What you need to do: The expected output is every entry, repeated word for word.

Data under study:
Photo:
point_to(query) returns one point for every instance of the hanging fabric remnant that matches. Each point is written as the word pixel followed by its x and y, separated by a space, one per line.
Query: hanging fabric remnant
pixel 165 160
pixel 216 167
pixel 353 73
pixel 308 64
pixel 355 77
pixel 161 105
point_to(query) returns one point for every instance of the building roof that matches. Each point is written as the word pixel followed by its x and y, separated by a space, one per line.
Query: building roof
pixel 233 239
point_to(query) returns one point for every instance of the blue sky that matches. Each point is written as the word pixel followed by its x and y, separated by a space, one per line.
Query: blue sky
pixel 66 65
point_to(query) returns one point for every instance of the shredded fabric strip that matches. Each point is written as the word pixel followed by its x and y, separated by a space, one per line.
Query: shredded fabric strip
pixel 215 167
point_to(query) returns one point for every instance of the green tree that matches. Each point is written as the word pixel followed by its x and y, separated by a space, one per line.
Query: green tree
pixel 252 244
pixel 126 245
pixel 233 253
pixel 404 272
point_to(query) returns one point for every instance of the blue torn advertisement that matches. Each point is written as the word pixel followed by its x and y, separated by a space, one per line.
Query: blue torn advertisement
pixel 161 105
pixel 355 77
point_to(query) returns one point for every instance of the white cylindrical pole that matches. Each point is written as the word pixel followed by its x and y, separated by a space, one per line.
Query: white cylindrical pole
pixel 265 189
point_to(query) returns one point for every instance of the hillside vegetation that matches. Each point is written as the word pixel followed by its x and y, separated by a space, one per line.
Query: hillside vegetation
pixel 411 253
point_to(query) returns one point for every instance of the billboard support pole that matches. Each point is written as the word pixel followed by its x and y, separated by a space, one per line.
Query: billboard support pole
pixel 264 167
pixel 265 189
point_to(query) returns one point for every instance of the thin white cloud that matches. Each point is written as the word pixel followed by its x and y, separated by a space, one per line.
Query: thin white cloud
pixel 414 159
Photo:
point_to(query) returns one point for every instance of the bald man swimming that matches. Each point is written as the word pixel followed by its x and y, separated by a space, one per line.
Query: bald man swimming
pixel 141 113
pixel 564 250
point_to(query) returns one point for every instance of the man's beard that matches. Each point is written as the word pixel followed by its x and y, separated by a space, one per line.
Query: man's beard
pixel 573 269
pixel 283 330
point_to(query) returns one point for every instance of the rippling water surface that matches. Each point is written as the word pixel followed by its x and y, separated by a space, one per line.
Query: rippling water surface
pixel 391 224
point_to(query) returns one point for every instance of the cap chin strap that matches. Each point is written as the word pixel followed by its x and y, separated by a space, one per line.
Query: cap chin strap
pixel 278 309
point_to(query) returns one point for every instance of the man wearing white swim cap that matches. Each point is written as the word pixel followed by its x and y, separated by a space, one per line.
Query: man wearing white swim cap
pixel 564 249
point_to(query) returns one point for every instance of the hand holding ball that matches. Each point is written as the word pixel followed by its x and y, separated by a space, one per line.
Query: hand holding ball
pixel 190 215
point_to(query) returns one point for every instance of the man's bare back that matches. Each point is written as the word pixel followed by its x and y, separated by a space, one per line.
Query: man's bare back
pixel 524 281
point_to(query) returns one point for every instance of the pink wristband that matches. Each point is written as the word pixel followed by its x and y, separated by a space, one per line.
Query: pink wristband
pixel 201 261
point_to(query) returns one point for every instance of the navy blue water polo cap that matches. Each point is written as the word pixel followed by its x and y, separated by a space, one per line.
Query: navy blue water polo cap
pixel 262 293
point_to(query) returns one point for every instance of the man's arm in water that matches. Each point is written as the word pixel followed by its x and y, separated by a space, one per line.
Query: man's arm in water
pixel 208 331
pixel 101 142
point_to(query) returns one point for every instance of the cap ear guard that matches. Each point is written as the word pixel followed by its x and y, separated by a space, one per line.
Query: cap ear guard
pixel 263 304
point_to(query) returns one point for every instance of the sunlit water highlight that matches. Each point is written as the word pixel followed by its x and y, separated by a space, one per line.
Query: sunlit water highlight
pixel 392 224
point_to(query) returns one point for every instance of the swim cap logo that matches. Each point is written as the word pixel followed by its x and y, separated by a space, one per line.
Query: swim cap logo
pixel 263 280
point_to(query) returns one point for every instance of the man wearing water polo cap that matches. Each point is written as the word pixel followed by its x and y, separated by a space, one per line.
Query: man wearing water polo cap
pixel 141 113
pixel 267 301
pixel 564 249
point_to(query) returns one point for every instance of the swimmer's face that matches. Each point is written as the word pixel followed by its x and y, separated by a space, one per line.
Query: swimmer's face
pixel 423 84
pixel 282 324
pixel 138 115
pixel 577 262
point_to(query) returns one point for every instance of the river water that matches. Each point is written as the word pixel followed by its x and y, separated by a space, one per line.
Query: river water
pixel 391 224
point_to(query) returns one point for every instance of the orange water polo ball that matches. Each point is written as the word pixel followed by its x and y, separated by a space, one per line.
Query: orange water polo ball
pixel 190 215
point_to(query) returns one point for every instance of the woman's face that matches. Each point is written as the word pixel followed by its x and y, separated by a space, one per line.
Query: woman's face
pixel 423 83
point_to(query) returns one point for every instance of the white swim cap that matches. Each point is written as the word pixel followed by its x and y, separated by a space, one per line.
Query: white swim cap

Solution:
Photo:
point_to(query) returns one point for every instance of the hanging fabric remnant that matches. Each point is written as the word pixel followed by its x and y, separated by a space, one per line.
Query: hanging fabric remnant
pixel 165 160
pixel 216 167
pixel 353 73
pixel 308 64
pixel 355 77
pixel 161 105
point_to(query) returns one point for every instance of the building roof that matches. Each point is written as the word pixel followed by its x and y, separated by a space, one per line.
Query: building roof
pixel 233 239
point_to(query) returns one point for every instance of the blue sky that matches. Each point is written as the word pixel followed by its x and y, separated by a space, one per line.
Query: blue sky
pixel 66 65
point_to(query) returns one point for every instance of the shredded fabric strip that matches. Each point is written as the word pixel followed by its x and y, separated by a space, one per line.
Query: shredded fabric strip
pixel 215 167
point_to(query) returns one point for every instance of the green tree that matches. Each point is written as the word pixel followed by its x and y, separated by a space, one per line.
Query: green tree
pixel 252 244
pixel 126 245
pixel 233 253
pixel 404 272
point_to(query) returns one point for every instance of the blue torn advertisement that matches. Each point is written as the word pixel followed by its x and y, separated by a space, one per line.
Query: blue torn advertisement
pixel 161 105
pixel 355 77
point_to(query) returns one point for every instance of the white cylindrical pole that matches. Each point is written as the word pixel followed by its x and y, separated by a space, one per line.
Query: white cylindrical pole
pixel 265 189
point_to(query) returns one point for every instance of the hillside vegetation that matches. Each point is written as the word pixel followed by its x and y, separated by a space, one per line.
Query: hillside vegetation
pixel 411 253
point_to(query) returns one point for every instance of the billboard support pole that matches. Each point is written as the word pixel followed by its x and y, separated by a space, one per line.
Query: billboard support pole
pixel 264 167
pixel 265 189
point_to(query) returns one point for every instance of the thin white cloud that matches. Each point is written as the word pixel followed by its x and y, separated by a space, one per line.
Query: thin white cloud
pixel 414 159
Photo:
point_to(query) returns one point for every instance of the bald man swimming that matches. Each point is written as the word pixel followed by its x and y, separated by a space, one per line.
Query: bald man swimming
pixel 141 113
pixel 564 250
point_to(query) returns one point for every instance of the man's beard that matches. Each point is written as the word pixel followed by its x and y, separated by a space, one per line.
Query: man's beard
pixel 573 269
pixel 283 330
point_to(query) returns one point for every instance of the rippling water surface that matches. Each point is written as the word pixel followed by its x and y, separated by a space, one per line.
Query: rippling water surface
pixel 391 224
point_to(query) returns one point for every instance of the cap chin strap that matches. Each point is written as the word pixel followed by its x and y, separated by a space, one per line.
Query: cap chin strap
pixel 278 309
point_to(query) returns one point for every instance of the man wearing white swim cap that matches. Each point is written as the word pixel followed by its x and y, separated by a space, one per line.
Query: man wearing white swim cap
pixel 564 249
point_to(query) returns one point for every instance of the hand holding ball that matches. Each point is written as the word pixel followed by its x and y, separated by a space, one per line.
Query: hand holding ball
pixel 190 215
point_to(query) returns one point for every instance of the man's bare back that matches. Each point is written as the word pixel followed by its x and y, separated by a space, one per line.
Query: man's bare back
pixel 524 281
point_to(query) returns one point for every instance of the pink wristband that matches. Each point is written as the word pixel followed by its x and y, separated by a space, one per line.
Query: pink wristband
pixel 201 261
point_to(query) returns one point for every instance of the navy blue water polo cap that matches. Each point is written as the word pixel followed by its x and y, separated by a space, one per line.
Query: navy blue water polo cap
pixel 262 293
point_to(query) returns one point for every instance of the man's arm in water that matches. Each point is written as the word pixel followed by its x and y, separated by a space, one per line.
Query: man's arm in water
pixel 208 331
pixel 101 142
point_to(query) returns one point for every instance of the cap ear guard that matches. Each point is written as the word pixel followed by its x and y, separated by a space, one per line.
Query: cap ear guard
pixel 263 304
point_to(query) returns one point for every instance of the sunlit water highlight that matches. Each point is written as the word pixel followed by its x and y, separated by a space, one per line.
Query: sunlit water highlight
pixel 392 224
point_to(query) returns one point for every instance of the swim cap logo that matches. Each point is written as the word pixel followed by its x and y, separated by a space, one per line.
Query: swim cap logo
pixel 263 280
point_to(query) returns one point for every instance of the man wearing water polo cap that matches. Each point is written as the word pixel followed by its x and y, separated by a space, one per line.
Query: man wearing water polo cap
pixel 141 113
pixel 267 301
pixel 564 249
point_to(query) returns one point for every instance of the swimmer's face that matches. Each point is written as the word pixel followed by its x and y, separated by a space, one per line.
Query: swimmer's face
pixel 423 84
pixel 282 324
pixel 138 115
pixel 577 262
point_to(query) returns one point for every instance of the river water that matches. Each point is written as the word pixel followed by its x and y, separated by a space, one per line.
Query: river water
pixel 391 224
point_to(query) returns one point for every instance of the orange water polo ball that matches. Each point is written as the word pixel followed by its x and y, separated by a space, one per line.
Query: orange water polo ball
pixel 190 215
point_to(query) returns one point for every instance of the woman's face that matches. Each point is written as the word pixel followed by its x and y, separated by a space, one per line.
Query: woman's face
pixel 423 83
point_to(query) returns one point for every instance of the white swim cap that matches. Each point is written as the word pixel followed by its x and y, separated by a space, one per line.
Query: white swim cap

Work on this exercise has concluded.